» Entries supplied
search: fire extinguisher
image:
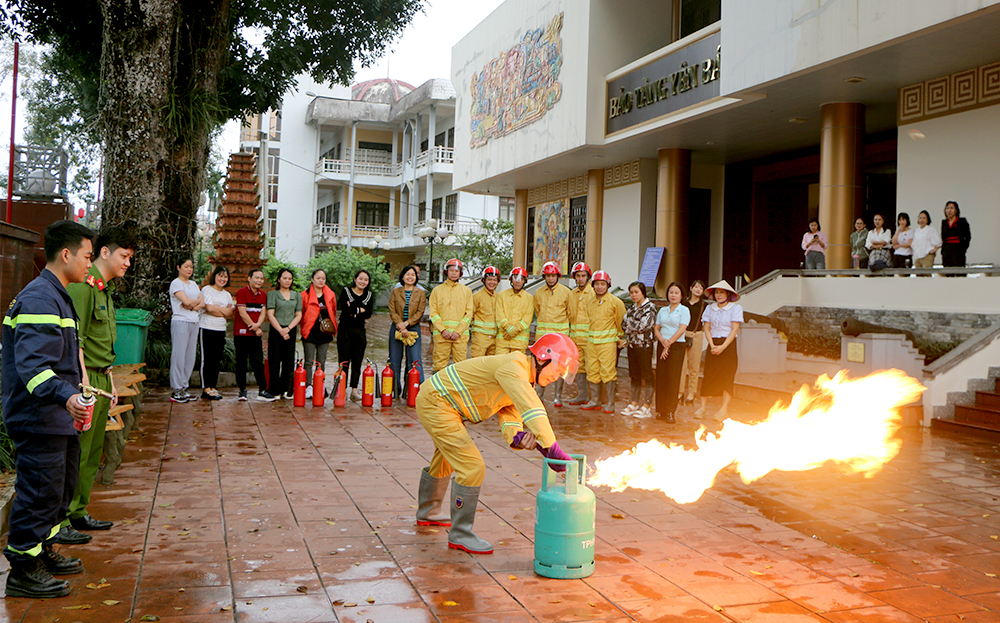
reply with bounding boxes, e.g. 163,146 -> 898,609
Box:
381,358 -> 394,407
407,362 -> 422,407
293,360 -> 306,407
361,359 -> 376,407
333,362 -> 348,408
312,363 -> 325,407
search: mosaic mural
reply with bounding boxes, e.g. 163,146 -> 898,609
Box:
469,13 -> 564,149
533,198 -> 569,274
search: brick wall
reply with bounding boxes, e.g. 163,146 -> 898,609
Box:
773,306 -> 1000,344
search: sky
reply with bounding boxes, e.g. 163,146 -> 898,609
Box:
218,0 -> 505,155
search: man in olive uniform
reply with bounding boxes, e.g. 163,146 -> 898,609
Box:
56,227 -> 135,545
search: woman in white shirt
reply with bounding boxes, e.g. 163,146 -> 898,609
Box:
169,257 -> 205,403
697,280 -> 744,421
891,213 -> 914,269
911,210 -> 942,269
865,213 -> 893,269
199,265 -> 235,400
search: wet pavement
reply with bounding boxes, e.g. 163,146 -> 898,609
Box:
2,315 -> 999,622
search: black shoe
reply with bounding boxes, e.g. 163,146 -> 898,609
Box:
70,515 -> 113,531
53,526 -> 92,544
40,546 -> 84,575
5,558 -> 71,598
665,412 -> 676,424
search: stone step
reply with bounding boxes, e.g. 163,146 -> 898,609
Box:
954,403 -> 1000,427
976,390 -> 1000,409
931,417 -> 1000,438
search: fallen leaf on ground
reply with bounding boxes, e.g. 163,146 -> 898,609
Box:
508,575 -> 518,581
991,535 -> 998,540
749,570 -> 764,576
332,599 -> 345,606
345,602 -> 358,607
366,597 -> 375,603
611,513 -> 625,519
63,604 -> 92,610
326,521 -> 337,525
139,616 -> 160,621
102,600 -> 119,606
296,586 -> 308,593
220,605 -> 232,611
86,582 -> 111,589
713,605 -> 725,612
442,601 -> 458,606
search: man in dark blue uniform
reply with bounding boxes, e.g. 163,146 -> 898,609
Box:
2,220 -> 95,598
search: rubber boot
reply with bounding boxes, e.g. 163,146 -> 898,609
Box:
580,383 -> 602,410
552,379 -> 564,407
602,380 -> 617,413
5,558 -> 71,598
416,467 -> 452,527
567,375 -> 589,405
39,543 -> 84,575
447,482 -> 493,554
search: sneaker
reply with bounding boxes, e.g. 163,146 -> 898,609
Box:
257,391 -> 278,402
170,391 -> 188,403
282,392 -> 294,400
180,390 -> 195,402
621,404 -> 637,416
305,386 -> 313,400
238,390 -> 248,401
350,388 -> 363,402
633,406 -> 654,419
693,408 -> 705,419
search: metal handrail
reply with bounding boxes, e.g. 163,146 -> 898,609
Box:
738,265 -> 1000,297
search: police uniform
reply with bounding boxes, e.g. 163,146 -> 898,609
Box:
64,265 -> 116,526
533,282 -> 574,401
428,279 -> 474,372
494,288 -> 534,354
1,269 -> 83,565
469,287 -> 497,358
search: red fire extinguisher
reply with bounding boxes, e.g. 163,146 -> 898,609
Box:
312,363 -> 325,407
381,358 -> 394,407
361,359 -> 375,407
407,362 -> 422,407
293,360 -> 306,407
333,362 -> 348,408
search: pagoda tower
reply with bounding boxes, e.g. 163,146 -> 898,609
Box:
209,152 -> 265,291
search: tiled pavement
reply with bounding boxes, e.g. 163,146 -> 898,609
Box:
2,324 -> 1000,622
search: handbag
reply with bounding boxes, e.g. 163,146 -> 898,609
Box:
319,317 -> 336,335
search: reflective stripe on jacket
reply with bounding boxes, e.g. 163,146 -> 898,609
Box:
587,294 -> 626,345
533,283 -> 574,336
570,283 -> 595,341
470,288 -> 498,336
429,280 -> 474,336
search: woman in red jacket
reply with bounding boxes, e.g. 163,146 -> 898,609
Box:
300,269 -> 338,399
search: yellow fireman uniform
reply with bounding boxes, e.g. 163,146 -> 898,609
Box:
429,279 -> 474,372
469,288 -> 498,358
587,293 -> 626,383
533,282 -> 574,338
570,283 -> 595,379
417,353 -> 556,486
495,288 -> 534,354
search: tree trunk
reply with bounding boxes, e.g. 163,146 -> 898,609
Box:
97,0 -> 230,304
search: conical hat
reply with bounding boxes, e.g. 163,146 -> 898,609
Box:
705,279 -> 739,302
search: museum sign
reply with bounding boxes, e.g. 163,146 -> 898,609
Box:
606,31 -> 721,135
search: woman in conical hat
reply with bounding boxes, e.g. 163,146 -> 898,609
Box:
696,280 -> 743,420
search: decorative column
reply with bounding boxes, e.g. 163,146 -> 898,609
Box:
656,148 -> 690,296
426,105 -> 436,222
346,121 -> 357,248
818,103 -> 865,269
514,189 -> 528,269
585,169 -> 604,270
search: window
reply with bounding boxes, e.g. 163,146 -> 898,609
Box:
433,130 -> 455,149
445,194 -> 457,221
358,141 -> 392,152
432,197 -> 443,221
356,201 -> 389,227
241,111 -> 281,142
268,209 -> 277,238
419,201 -> 426,222
569,196 -> 587,265
499,196 -> 515,222
677,0 -> 720,40
316,201 -> 340,225
249,146 -> 280,203
526,207 -> 535,273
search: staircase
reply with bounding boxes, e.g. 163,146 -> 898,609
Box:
932,367 -> 1000,435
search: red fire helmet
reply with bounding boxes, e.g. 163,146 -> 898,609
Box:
541,261 -> 561,276
481,266 -> 500,283
528,333 -> 579,384
444,258 -> 464,276
509,266 -> 528,280
591,270 -> 611,286
571,262 -> 591,278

» What the task requires
Extract exactly and only the lines above from the line containing "search: sneaker" through the line containing "search: police uniform", both end lines included.

» Answer below
search: sneaker
reply with bounding boxes, e.g. 163,146 -> 898,609
Box:
257,391 -> 278,402
170,391 -> 188,403
282,392 -> 294,400
180,390 -> 195,402
621,404 -> 637,416
305,386 -> 313,400
238,390 -> 248,401
350,388 -> 363,402
633,406 -> 654,419
693,408 -> 705,419
search: metal handrail
reply with bounding boxes, e.g. 163,146 -> 898,609
Box:
738,265 -> 1000,297
search: police uniform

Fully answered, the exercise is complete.